──────── Source text ────────

Scientists at Cognition Therapeutics have found that compounds that are able to dampen the activity of sigma-2 receptors — receptors that are part of a network that controls the destruction of misfolded proteins — are highly effective at preventing molecule trafficking defects driven by the presence of misfolded alpha-synuclein inside neurons.

According to researchers, the findings suggest these small molecule compounds may be used one day to fight neurodegeneration driven by the buildup of misfolded alpha-synuclein in patients with Parkinson’s disease and related neurological disorders.

“These data support the hypothesis that [sigma-2] receptor antagonists could represent a unique therapeutic approach to treating some of the underlying disease pathology [mechanisms] in Parkinson’s disease and potentially other related diseases like dementia with Lewy bodies,” Susan Catalano, PhD, said in a press release. Catalano is founder and chief science officer of Cognition, and senior author of the study. 

“We have plans to explore one or more compounds from our library of [sigma-2] receptor antagonists in models of Parkinson’s disease to better understand the role of [sigma-2] receptors in synucleinopathies,” Catalano said.

These findings were reported in the study “Sigma‐2 receptor antagonists rescue neuronal dysfunction induced by Parkinson’s patient brain‐derived α‐synuclein,” published in the Journal of Neuroscience Research.

────────

(Goal of the exercise) Set down the passage from the Parkinson's research article, starting at "Scientists at Cognition" and ending at "alpha-synuclein inside neurons.", copied word for word.

──────── Extracted records ────────

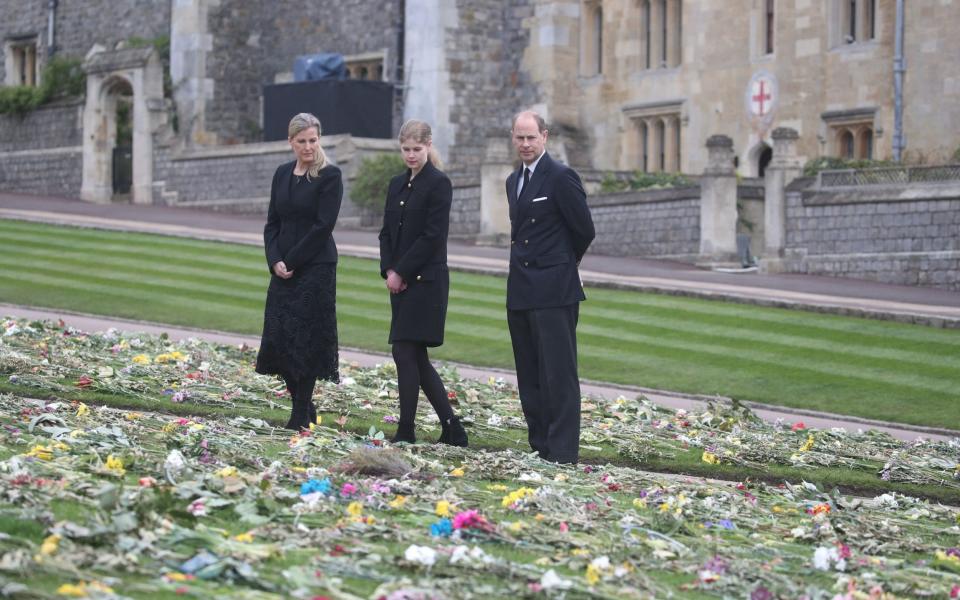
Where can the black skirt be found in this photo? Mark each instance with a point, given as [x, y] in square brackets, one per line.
[300, 325]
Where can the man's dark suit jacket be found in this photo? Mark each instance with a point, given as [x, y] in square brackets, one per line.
[301, 217]
[551, 229]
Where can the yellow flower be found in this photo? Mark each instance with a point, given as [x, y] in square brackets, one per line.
[593, 574]
[41, 452]
[115, 466]
[514, 497]
[227, 472]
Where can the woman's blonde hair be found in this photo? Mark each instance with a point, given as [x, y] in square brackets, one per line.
[303, 121]
[420, 132]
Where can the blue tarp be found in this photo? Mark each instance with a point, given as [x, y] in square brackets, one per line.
[317, 67]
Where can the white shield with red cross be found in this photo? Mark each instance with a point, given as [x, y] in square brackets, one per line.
[762, 98]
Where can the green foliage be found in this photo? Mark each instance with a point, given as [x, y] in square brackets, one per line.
[370, 186]
[61, 78]
[643, 181]
[826, 163]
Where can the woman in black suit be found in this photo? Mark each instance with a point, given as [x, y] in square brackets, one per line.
[413, 260]
[299, 340]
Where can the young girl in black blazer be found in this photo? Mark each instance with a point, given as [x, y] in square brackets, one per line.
[413, 260]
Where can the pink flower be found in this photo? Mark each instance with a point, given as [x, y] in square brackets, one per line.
[467, 519]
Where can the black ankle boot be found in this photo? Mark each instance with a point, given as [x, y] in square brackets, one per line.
[453, 433]
[404, 434]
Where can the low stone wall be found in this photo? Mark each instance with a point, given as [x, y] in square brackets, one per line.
[656, 223]
[40, 152]
[894, 234]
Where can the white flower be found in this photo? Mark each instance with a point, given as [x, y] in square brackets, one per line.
[823, 556]
[421, 555]
[551, 580]
[175, 462]
[601, 563]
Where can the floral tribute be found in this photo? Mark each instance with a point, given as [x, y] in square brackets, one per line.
[193, 490]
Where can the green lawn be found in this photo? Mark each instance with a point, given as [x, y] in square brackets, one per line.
[874, 369]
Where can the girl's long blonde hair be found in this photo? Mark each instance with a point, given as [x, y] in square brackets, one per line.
[303, 121]
[420, 132]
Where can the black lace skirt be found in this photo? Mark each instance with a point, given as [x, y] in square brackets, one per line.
[300, 325]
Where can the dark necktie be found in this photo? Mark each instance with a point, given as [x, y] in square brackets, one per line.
[526, 180]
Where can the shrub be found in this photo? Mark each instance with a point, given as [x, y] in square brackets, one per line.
[369, 188]
[826, 163]
[644, 181]
[61, 78]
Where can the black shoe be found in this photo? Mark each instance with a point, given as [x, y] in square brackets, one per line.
[453, 433]
[404, 434]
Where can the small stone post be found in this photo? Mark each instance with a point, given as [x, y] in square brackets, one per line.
[494, 206]
[718, 206]
[784, 167]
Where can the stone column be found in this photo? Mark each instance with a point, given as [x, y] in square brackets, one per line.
[784, 167]
[671, 124]
[656, 34]
[494, 206]
[718, 206]
[190, 41]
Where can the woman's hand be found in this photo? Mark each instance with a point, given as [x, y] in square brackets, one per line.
[280, 270]
[395, 283]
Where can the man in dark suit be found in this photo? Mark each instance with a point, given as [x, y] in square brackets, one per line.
[550, 231]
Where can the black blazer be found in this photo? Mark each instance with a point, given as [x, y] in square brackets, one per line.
[550, 230]
[416, 219]
[301, 217]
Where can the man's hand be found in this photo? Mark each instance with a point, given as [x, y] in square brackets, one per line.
[280, 270]
[395, 283]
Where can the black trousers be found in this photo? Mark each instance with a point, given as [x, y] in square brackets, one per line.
[545, 354]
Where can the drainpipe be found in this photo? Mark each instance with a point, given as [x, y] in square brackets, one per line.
[51, 24]
[899, 141]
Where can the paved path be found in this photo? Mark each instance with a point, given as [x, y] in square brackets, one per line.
[664, 398]
[823, 294]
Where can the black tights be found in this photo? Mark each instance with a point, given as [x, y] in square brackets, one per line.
[304, 412]
[414, 372]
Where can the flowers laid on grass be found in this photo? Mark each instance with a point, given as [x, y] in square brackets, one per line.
[309, 520]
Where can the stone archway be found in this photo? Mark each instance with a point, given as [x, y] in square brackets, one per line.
[110, 76]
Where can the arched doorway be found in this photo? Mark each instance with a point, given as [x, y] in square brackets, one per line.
[124, 106]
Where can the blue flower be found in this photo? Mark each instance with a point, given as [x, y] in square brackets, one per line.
[442, 528]
[313, 485]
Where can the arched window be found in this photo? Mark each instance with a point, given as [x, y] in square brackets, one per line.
[845, 142]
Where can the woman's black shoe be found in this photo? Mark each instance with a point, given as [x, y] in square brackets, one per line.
[404, 434]
[453, 433]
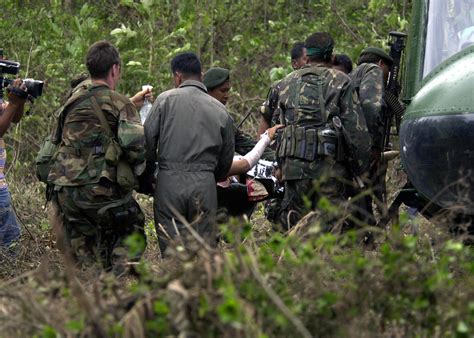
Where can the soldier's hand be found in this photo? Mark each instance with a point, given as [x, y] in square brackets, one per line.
[272, 131]
[139, 98]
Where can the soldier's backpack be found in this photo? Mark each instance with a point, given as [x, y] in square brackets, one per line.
[50, 145]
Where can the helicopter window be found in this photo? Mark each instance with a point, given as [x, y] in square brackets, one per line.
[450, 29]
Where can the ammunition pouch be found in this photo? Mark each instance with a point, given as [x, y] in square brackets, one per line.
[310, 142]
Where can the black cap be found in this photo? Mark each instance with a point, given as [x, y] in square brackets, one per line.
[380, 53]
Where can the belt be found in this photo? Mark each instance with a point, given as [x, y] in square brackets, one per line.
[81, 151]
[183, 166]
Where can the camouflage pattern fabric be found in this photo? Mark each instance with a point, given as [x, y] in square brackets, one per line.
[97, 215]
[339, 100]
[367, 79]
[268, 110]
[97, 220]
[81, 157]
[310, 97]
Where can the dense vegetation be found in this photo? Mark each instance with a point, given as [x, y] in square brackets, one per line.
[258, 283]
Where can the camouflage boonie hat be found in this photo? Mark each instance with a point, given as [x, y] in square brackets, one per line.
[379, 52]
[214, 77]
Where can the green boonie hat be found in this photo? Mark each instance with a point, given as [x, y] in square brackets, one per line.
[379, 52]
[215, 77]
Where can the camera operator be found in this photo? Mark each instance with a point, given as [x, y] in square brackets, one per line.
[11, 111]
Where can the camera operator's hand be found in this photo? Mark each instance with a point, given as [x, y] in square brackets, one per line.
[139, 98]
[17, 94]
[13, 110]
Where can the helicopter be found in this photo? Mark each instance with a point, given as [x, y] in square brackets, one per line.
[436, 135]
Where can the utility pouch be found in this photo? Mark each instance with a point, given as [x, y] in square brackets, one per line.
[291, 141]
[300, 142]
[311, 145]
[328, 144]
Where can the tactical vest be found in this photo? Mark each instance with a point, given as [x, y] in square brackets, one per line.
[307, 134]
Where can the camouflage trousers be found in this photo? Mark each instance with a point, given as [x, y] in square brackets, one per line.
[97, 218]
[305, 195]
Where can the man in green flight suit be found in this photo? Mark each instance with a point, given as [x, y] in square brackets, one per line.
[217, 81]
[190, 135]
[97, 125]
[318, 105]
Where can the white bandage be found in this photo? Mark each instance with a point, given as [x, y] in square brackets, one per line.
[254, 155]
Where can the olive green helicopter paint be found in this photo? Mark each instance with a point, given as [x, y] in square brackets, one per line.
[448, 89]
[413, 73]
[437, 130]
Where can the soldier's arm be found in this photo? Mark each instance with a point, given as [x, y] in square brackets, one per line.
[244, 144]
[152, 134]
[226, 155]
[370, 96]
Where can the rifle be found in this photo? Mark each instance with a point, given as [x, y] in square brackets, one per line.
[392, 90]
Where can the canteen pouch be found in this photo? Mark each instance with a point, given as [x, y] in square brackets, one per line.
[44, 159]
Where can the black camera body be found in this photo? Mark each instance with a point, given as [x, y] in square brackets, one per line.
[34, 88]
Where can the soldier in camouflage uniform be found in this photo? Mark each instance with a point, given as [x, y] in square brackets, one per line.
[369, 79]
[269, 119]
[267, 110]
[316, 103]
[98, 214]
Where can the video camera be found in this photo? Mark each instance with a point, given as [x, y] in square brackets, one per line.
[34, 88]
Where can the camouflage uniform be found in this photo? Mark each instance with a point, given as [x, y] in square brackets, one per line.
[269, 113]
[311, 171]
[270, 105]
[367, 79]
[98, 215]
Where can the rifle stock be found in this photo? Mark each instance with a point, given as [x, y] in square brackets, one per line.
[392, 89]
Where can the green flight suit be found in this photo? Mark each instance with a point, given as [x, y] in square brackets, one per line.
[190, 136]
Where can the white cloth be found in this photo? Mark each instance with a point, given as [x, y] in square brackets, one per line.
[254, 155]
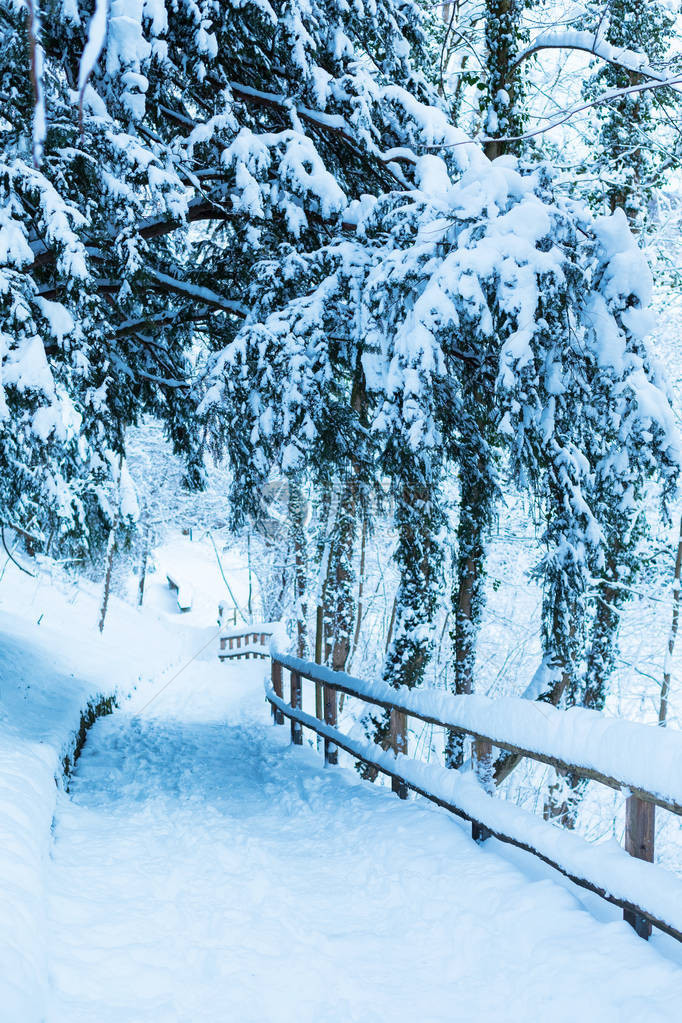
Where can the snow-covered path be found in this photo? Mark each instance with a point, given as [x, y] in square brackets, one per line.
[205, 871]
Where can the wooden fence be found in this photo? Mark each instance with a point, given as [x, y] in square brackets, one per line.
[633, 894]
[247, 641]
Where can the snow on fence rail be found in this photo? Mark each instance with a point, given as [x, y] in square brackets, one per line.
[245, 641]
[643, 761]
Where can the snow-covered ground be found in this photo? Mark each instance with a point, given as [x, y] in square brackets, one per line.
[205, 870]
[199, 868]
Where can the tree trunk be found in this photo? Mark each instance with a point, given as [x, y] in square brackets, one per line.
[668, 665]
[297, 526]
[468, 592]
[143, 573]
[110, 550]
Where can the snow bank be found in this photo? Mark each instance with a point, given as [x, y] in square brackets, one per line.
[637, 756]
[46, 628]
[605, 865]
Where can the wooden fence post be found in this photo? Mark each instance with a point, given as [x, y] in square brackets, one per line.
[639, 832]
[276, 675]
[482, 753]
[319, 695]
[330, 751]
[399, 745]
[296, 700]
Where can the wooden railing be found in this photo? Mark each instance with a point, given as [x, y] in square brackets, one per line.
[647, 893]
[246, 641]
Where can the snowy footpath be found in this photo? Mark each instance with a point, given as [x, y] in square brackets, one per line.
[201, 870]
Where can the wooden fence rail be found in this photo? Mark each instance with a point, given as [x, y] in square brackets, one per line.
[632, 885]
[248, 641]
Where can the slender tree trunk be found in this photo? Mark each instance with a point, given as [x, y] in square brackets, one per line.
[110, 550]
[468, 593]
[297, 526]
[668, 663]
[143, 573]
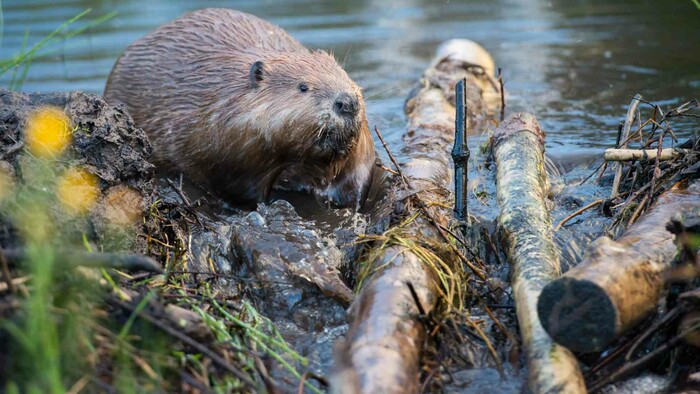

────────

(Finished exercise)
Scientists at Cognition Therapeutics have found that compounds that are able to dampen the activity of sigma-2 receptors — receptors that are part of a network that controls the destruction of misfolded proteins — are highly effective at preventing molecule trafficking defects driven by the presence of misfolded alpha-synuclein inside neurons.